──────── Information provided ────────
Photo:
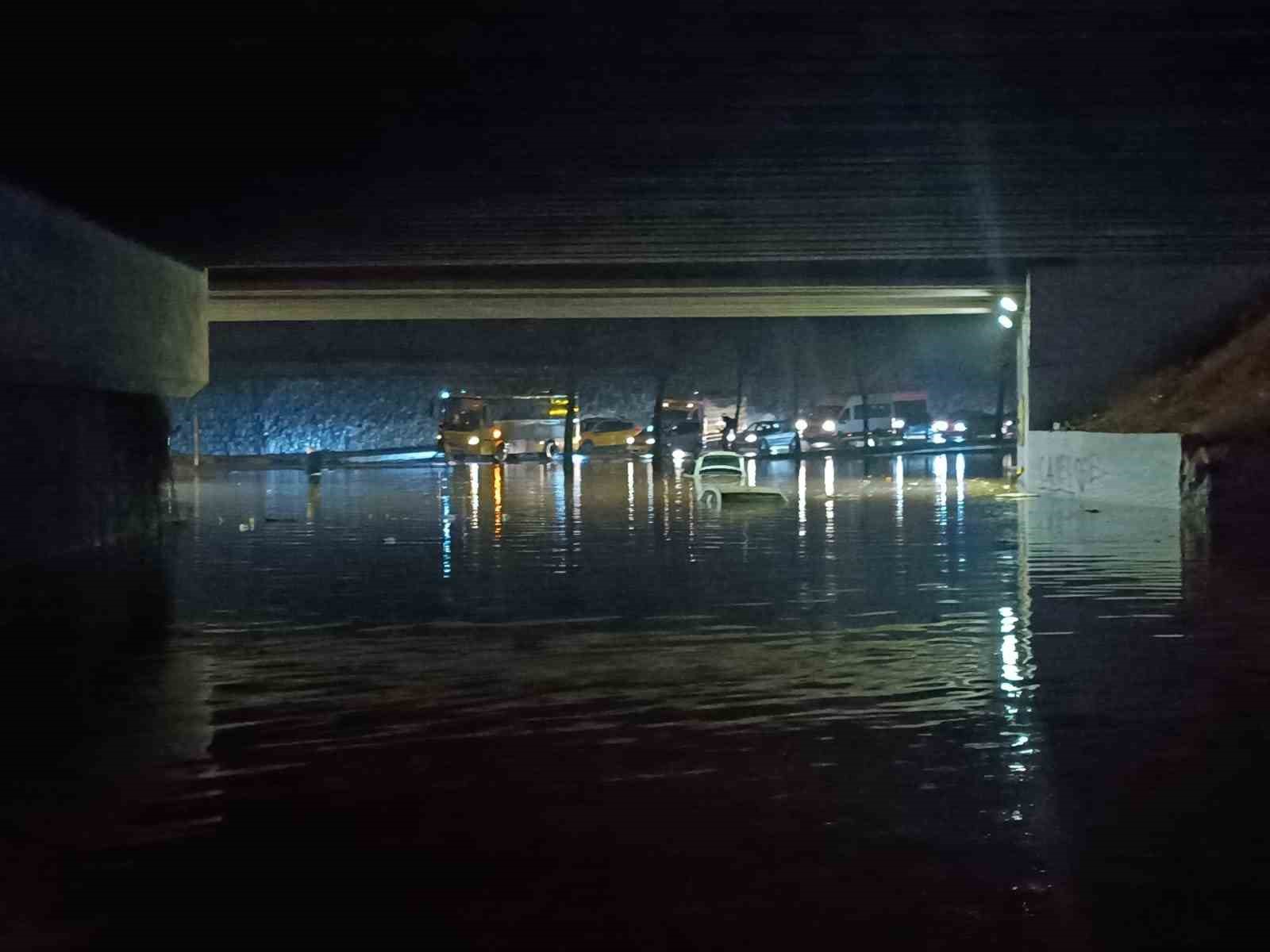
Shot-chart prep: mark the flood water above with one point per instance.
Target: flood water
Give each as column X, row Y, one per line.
column 480, row 706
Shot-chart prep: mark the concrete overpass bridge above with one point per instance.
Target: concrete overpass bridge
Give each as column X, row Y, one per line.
column 101, row 328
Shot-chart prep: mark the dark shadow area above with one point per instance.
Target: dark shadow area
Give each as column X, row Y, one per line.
column 83, row 469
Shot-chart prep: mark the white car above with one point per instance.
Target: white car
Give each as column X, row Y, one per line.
column 721, row 478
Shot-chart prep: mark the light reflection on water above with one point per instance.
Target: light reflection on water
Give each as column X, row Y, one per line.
column 888, row 634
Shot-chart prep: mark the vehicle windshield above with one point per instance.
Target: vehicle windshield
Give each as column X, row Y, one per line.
column 721, row 463
column 464, row 419
column 912, row 410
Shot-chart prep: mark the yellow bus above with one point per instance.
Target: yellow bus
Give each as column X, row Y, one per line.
column 503, row 427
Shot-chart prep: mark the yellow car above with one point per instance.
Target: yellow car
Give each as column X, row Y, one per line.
column 606, row 433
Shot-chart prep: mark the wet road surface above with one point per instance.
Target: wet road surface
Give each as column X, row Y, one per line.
column 482, row 708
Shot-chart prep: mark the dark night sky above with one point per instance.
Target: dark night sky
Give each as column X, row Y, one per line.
column 698, row 131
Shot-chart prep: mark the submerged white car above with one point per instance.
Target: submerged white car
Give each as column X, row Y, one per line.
column 721, row 478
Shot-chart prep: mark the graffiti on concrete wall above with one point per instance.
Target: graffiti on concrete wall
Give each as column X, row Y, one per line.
column 1140, row 469
column 1067, row 473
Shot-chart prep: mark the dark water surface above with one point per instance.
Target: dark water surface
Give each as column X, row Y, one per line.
column 480, row 708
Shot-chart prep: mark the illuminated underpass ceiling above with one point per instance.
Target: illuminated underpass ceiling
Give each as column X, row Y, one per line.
column 387, row 304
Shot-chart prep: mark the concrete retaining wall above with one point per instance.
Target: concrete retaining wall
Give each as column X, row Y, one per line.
column 82, row 308
column 1140, row 469
column 97, row 329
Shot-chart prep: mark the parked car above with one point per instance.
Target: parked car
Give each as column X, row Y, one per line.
column 968, row 427
column 598, row 433
column 819, row 428
column 768, row 438
column 683, row 437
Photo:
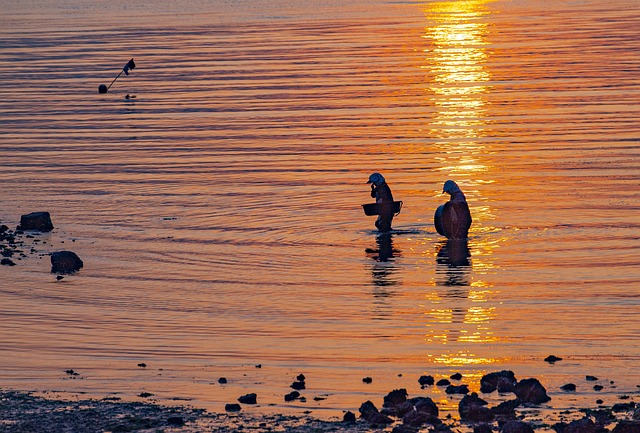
────────
Task statement: Can you transcribe the entries word for word, from the line containing "Shot-chart prep: mark the dark water" through the end of the entries, leaving the pictures out?

Response below:
Shot-chart prep: mark the dark water surface above with one point per instance.
Target: dark water surface
Give each as column X, row Y, one per line.
column 480, row 708
Shot-chart prep: mark the illuminated underpass ceiling above with one point per instance.
Target: illuminated underpass ceiling
Give each as column X, row Y, one per line.
column 387, row 304
Shot-chart prep: mark the concrete retaining wall above with one point per instance.
Target: concrete retaining wall
Give each as column X, row Y, one per line.
column 82, row 308
column 1140, row 469
column 97, row 329
Shot-chart prep: mark the parked car above with one point per instance.
Target: parked car
Give each as column X, row Y, one per line.
column 968, row 427
column 598, row 433
column 819, row 428
column 768, row 438
column 683, row 437
Photo:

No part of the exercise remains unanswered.